◆ Exercise passage ◆
Link
Rethinking AI Agents: Why a Simple Router May Be All You Need
My thoughts
As AI Agents have become more popular and are being deployed in the real world, many developers have started gravitating towards frameworks like LangChain and CrewAI to build AI Agent applications.
This article presents an interesting pushback, suggesting that you don’t need a complex agent system.
Further, it identifies ways to use an LLM as a router rather than an agent that benefits your users.
The core argument is that instead of using an AI agent to reason through multiple steps, a simple router can often decide which function to call.
Using a router then turns many AI agent problems into classification problems because you already know most of the potential choices the LLM would make, so encode that into your system ahead of time.
The article looks at three issues with AI agents:
- High Token Usage: Agents using may make multiple LLM calls, each generating many tokens (costing time and money)
- Latency: More token generation means higher latency (time to response)
- Non-deterministic Behavior: LLMs can be unpredictable, which isn’t ideal for many applications (you’ve thought of most of the choices ahead of time and want the application to do one of those choices)

◆ Records ◆
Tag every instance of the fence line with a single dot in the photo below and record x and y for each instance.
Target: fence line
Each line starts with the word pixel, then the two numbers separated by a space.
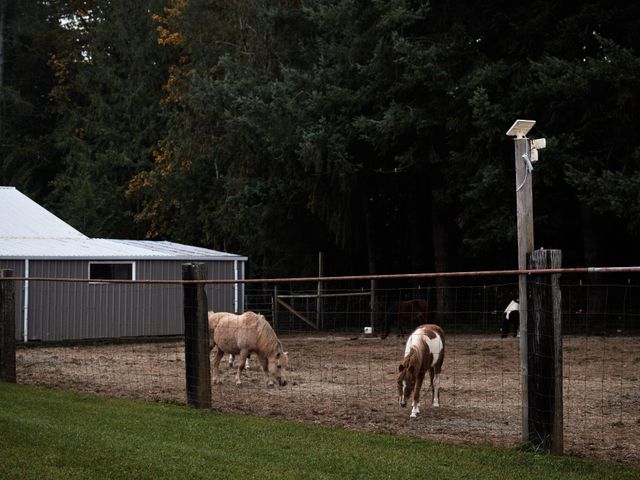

---

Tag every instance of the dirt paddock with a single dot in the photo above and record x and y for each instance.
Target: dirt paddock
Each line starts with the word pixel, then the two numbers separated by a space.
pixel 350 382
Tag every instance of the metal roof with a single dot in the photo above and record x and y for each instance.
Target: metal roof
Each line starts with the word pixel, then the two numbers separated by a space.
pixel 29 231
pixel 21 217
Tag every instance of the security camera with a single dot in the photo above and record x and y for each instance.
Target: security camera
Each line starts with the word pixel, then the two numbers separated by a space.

◆ What to do ◆
a – According to the note on rethinking AI agents, which frameworks have many developers started gravitating toward to build AI Agent applications?
b – Rewrite the note on rethinking AI agents from "This article presents" to "(time to response)", replacing each "router" with "dispatcher".

◆ Numbered answers ◆
a – LangChain and CrewAI.

b –
This article presents an interesting pushback, suggesting that you don’t need a complex agent system.
Further, it identifies ways to use an LLM as a dispatcher rather than an agent that benefits your users.
The core argument is that instead of using an AI agent to reason through multiple steps, a simple dispatcher can often decide which function to call.
Using a dispatcher then turns many AI agent problems into classification problems because you already know most of the potential choices the LLM would make, so encode that into your system ahead of time.
The article looks at three issues with AI agents:
- High Token Usage: Agents using may make multiple LLM calls, each generating many tokens (costing time and money)
- Latency: More token generation means higher latency (time to response)